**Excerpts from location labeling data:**

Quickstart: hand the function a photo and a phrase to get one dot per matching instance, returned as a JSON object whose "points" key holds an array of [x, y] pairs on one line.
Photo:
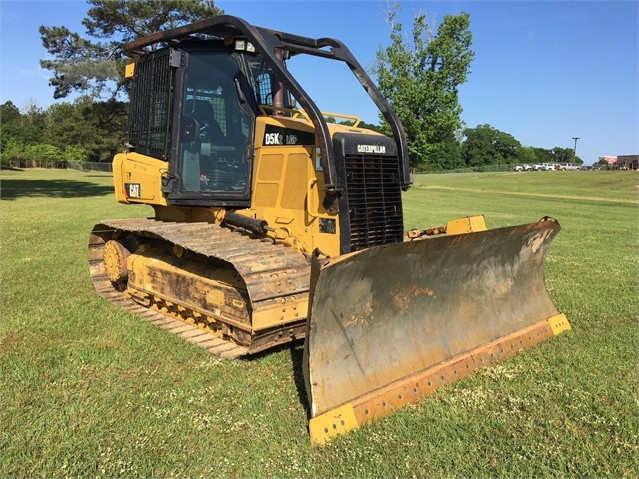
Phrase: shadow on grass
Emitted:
{"points": [[12, 189]]}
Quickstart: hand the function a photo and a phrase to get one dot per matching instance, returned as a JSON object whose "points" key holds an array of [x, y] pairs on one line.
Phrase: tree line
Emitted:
{"points": [[419, 72]]}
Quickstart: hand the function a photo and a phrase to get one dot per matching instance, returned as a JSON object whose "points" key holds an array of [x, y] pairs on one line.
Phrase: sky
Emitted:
{"points": [[544, 71]]}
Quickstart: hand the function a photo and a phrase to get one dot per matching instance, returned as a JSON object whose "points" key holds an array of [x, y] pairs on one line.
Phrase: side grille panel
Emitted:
{"points": [[374, 199]]}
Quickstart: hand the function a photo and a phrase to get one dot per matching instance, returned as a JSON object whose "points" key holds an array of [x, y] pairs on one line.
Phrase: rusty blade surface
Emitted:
{"points": [[386, 313]]}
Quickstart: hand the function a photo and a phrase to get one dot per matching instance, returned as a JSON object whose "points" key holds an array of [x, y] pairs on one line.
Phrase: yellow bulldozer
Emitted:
{"points": [[271, 225]]}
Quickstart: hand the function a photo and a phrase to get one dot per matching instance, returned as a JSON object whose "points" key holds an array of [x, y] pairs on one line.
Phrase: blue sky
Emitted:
{"points": [[544, 71]]}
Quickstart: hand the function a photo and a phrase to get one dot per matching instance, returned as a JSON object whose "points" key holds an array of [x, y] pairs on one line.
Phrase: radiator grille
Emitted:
{"points": [[374, 199], [150, 114]]}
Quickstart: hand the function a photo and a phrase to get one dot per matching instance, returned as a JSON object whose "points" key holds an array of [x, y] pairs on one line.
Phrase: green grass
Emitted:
{"points": [[91, 391]]}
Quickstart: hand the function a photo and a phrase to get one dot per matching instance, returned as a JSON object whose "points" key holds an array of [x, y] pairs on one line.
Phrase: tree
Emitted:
{"points": [[95, 65], [421, 79], [485, 145], [98, 127]]}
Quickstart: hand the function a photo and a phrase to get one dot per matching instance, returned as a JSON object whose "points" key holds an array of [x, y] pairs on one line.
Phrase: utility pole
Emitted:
{"points": [[574, 150]]}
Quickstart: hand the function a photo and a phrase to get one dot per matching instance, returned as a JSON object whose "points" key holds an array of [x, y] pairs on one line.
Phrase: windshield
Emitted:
{"points": [[216, 131]]}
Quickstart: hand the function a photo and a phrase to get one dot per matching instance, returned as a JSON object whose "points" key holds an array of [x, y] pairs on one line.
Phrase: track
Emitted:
{"points": [[276, 279]]}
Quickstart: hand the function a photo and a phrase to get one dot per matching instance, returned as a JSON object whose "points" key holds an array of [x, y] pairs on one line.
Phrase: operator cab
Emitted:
{"points": [[200, 117]]}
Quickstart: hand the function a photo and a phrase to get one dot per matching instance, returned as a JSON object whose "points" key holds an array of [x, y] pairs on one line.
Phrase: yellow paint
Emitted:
{"points": [[559, 324], [469, 224], [324, 427], [134, 168]]}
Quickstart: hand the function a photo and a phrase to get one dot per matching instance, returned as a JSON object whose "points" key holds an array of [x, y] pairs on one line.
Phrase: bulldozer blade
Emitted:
{"points": [[390, 324]]}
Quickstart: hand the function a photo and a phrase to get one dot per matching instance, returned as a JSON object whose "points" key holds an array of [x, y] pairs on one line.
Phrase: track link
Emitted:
{"points": [[273, 274]]}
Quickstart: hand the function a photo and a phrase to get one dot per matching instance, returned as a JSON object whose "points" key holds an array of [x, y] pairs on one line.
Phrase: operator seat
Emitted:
{"points": [[202, 112]]}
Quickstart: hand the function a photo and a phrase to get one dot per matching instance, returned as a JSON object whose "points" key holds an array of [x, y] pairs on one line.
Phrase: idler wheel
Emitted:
{"points": [[115, 256]]}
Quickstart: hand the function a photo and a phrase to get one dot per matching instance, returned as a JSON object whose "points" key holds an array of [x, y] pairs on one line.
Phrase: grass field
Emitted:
{"points": [[91, 391]]}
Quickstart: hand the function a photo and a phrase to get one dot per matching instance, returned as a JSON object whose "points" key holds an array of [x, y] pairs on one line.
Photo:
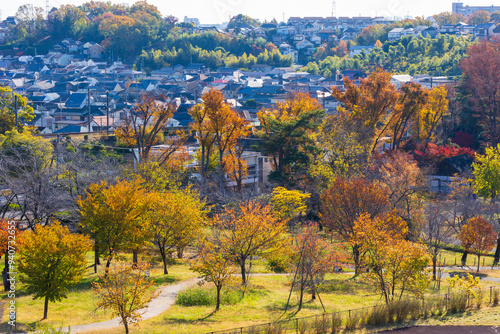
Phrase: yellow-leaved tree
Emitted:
{"points": [[214, 264], [286, 204], [430, 116], [51, 259], [397, 266], [249, 230], [125, 291], [176, 219], [114, 216]]}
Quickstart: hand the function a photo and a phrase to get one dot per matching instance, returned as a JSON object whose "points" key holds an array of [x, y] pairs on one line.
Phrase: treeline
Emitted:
{"points": [[156, 59], [126, 31], [412, 55]]}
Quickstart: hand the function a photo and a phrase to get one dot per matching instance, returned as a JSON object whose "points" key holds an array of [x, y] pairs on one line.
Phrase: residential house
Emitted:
{"points": [[349, 33], [395, 34], [356, 50], [92, 50], [484, 31]]}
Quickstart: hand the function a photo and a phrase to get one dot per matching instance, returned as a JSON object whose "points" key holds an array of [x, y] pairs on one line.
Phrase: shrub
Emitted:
{"points": [[321, 324], [206, 296], [457, 302], [336, 322], [378, 316], [496, 297], [354, 320], [277, 263]]}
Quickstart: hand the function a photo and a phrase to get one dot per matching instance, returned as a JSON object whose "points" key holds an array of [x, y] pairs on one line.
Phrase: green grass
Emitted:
{"points": [[79, 307], [451, 258]]}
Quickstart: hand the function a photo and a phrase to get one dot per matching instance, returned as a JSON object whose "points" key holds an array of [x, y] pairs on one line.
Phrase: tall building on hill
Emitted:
{"points": [[459, 8]]}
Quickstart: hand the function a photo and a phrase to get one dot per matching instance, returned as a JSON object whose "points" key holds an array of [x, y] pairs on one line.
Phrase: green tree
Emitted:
{"points": [[125, 291], [479, 17], [50, 260], [486, 171], [286, 135], [8, 106], [114, 215]]}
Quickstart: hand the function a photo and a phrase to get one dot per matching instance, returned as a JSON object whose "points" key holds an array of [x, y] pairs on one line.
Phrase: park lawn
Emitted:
{"points": [[264, 302], [486, 316], [450, 258], [79, 307]]}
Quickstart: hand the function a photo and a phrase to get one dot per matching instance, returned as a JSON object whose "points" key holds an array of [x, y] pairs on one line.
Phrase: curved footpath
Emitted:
{"points": [[160, 304], [168, 294]]}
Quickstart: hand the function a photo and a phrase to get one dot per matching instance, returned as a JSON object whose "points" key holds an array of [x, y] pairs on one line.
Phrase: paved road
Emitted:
{"points": [[160, 304], [447, 330]]}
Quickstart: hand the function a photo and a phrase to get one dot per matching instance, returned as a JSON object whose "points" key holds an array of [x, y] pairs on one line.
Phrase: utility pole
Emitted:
{"points": [[107, 113], [88, 105]]}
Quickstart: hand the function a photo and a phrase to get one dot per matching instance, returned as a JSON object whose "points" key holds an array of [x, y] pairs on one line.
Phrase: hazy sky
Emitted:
{"points": [[216, 11]]}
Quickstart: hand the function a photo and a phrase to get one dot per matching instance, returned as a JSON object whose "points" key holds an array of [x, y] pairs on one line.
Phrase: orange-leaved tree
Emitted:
{"points": [[51, 259], [114, 216], [478, 237], [125, 291], [395, 265], [216, 126], [311, 257], [345, 201], [145, 127], [9, 236], [176, 219], [215, 264], [247, 231], [287, 135]]}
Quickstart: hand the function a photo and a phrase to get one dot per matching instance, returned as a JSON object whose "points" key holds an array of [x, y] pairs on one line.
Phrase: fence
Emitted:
{"points": [[373, 316]]}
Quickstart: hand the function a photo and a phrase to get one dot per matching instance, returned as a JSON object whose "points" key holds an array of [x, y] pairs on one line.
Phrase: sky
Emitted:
{"points": [[218, 11]]}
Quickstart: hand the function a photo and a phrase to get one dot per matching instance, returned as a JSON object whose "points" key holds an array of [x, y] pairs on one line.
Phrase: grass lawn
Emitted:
{"points": [[264, 302], [79, 307], [450, 258]]}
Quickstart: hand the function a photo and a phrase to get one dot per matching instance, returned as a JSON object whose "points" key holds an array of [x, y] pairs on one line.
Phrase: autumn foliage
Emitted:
{"points": [[478, 237], [395, 265], [345, 201], [125, 291]]}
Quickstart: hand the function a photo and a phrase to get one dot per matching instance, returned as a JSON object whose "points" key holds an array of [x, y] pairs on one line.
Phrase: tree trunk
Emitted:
{"points": [[180, 252], [134, 257], [96, 258], [301, 295], [496, 259], [45, 307], [355, 253], [125, 323], [243, 271], [5, 274], [217, 305], [464, 257], [164, 259], [106, 270], [434, 265]]}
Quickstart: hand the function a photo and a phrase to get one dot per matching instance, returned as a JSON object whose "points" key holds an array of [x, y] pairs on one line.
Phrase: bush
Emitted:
{"points": [[457, 302], [496, 297], [277, 263], [401, 310], [336, 323], [354, 320], [206, 296], [322, 325], [378, 316]]}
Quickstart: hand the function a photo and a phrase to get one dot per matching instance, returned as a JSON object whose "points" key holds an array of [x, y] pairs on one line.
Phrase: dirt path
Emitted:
{"points": [[160, 304]]}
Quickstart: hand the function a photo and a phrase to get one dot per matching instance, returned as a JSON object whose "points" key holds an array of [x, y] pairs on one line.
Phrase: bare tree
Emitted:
{"points": [[435, 231], [33, 185]]}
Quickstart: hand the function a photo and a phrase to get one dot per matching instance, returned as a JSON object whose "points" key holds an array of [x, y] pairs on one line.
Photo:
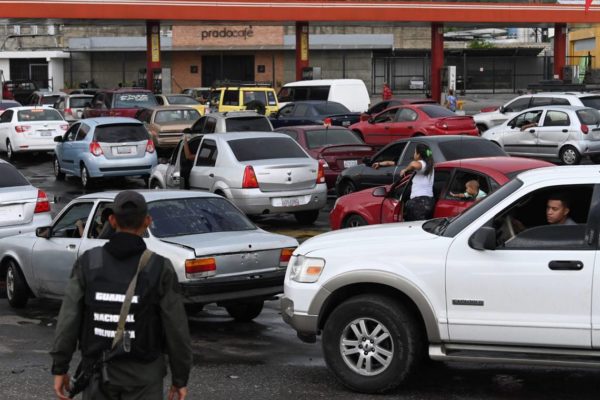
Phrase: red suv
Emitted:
{"points": [[123, 102]]}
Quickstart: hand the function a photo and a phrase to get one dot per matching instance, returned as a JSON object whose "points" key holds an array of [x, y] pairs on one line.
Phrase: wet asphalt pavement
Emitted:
{"points": [[262, 359]]}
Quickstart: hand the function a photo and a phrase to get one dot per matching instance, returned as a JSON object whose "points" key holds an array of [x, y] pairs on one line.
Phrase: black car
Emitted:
{"points": [[315, 112], [444, 148]]}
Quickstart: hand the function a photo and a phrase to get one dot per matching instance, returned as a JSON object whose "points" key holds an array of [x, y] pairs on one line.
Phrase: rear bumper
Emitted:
{"points": [[254, 201], [260, 285]]}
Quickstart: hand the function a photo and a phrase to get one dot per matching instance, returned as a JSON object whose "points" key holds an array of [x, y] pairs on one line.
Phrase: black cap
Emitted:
{"points": [[130, 202]]}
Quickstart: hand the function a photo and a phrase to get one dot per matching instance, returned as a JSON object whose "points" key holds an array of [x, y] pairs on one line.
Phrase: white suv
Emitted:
{"points": [[487, 120], [498, 283]]}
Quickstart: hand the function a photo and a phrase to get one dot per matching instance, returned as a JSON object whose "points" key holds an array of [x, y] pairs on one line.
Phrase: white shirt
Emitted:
{"points": [[422, 184]]}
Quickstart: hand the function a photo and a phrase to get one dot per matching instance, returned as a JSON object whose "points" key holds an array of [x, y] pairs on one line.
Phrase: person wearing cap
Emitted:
{"points": [[155, 325]]}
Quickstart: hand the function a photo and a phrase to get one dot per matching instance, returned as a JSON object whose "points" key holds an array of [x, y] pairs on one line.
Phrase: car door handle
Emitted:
{"points": [[565, 265]]}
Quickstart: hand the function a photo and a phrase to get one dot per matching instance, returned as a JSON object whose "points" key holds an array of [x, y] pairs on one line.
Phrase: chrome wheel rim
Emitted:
{"points": [[10, 283], [367, 347], [569, 156]]}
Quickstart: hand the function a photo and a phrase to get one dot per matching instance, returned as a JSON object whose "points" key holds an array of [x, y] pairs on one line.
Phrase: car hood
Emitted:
{"points": [[232, 242], [366, 236]]}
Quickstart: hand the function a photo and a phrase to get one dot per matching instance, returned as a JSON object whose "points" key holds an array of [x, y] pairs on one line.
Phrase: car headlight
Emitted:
{"points": [[306, 269]]}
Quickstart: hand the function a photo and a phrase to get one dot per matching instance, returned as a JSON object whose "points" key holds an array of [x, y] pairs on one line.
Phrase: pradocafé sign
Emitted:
{"points": [[224, 33]]}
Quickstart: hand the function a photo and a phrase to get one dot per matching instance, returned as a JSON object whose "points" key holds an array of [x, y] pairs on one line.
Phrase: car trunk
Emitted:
{"points": [[17, 204], [285, 174], [235, 254], [340, 157]]}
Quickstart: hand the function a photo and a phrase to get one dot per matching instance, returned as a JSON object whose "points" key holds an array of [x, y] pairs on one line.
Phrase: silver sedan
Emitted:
{"points": [[219, 255]]}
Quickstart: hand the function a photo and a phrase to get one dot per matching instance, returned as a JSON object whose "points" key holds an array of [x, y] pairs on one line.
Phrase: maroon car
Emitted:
{"points": [[335, 147], [122, 102]]}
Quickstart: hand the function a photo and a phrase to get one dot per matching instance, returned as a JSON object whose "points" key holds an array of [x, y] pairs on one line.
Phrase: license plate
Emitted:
{"points": [[350, 163]]}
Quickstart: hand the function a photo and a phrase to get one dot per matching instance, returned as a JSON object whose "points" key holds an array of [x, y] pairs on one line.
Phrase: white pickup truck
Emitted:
{"points": [[497, 283]]}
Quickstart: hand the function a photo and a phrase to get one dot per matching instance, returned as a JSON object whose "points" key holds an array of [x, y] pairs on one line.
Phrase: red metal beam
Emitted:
{"points": [[286, 11]]}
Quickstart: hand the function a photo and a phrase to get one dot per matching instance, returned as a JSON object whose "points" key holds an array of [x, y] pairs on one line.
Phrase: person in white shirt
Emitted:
{"points": [[420, 205]]}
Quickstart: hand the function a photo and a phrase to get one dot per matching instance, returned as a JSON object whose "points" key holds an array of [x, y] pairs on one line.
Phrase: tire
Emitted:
{"points": [[354, 220], [306, 217], [60, 176], [392, 358], [86, 181], [17, 291], [245, 311], [346, 187], [569, 156]]}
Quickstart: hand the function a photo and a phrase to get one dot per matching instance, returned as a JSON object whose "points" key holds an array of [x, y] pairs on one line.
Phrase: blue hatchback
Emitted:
{"points": [[109, 146]]}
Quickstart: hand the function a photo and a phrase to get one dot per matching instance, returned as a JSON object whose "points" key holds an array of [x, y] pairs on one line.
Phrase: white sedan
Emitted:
{"points": [[30, 129]]}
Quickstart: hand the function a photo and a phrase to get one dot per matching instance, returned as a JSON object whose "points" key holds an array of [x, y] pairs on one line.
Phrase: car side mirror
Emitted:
{"points": [[43, 232], [379, 191], [483, 239]]}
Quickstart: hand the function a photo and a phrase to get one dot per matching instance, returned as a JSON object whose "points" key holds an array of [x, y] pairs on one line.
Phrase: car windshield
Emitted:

**Instructions to follow:** Extract each line of the data above that contains the string "white", copying the lines in the order they appear.

**Response to the task:**
Phrase: white suv
Phrase: white shirt
Phrase: white pickup truck
Phrase: person in white shirt
Phrase: white sedan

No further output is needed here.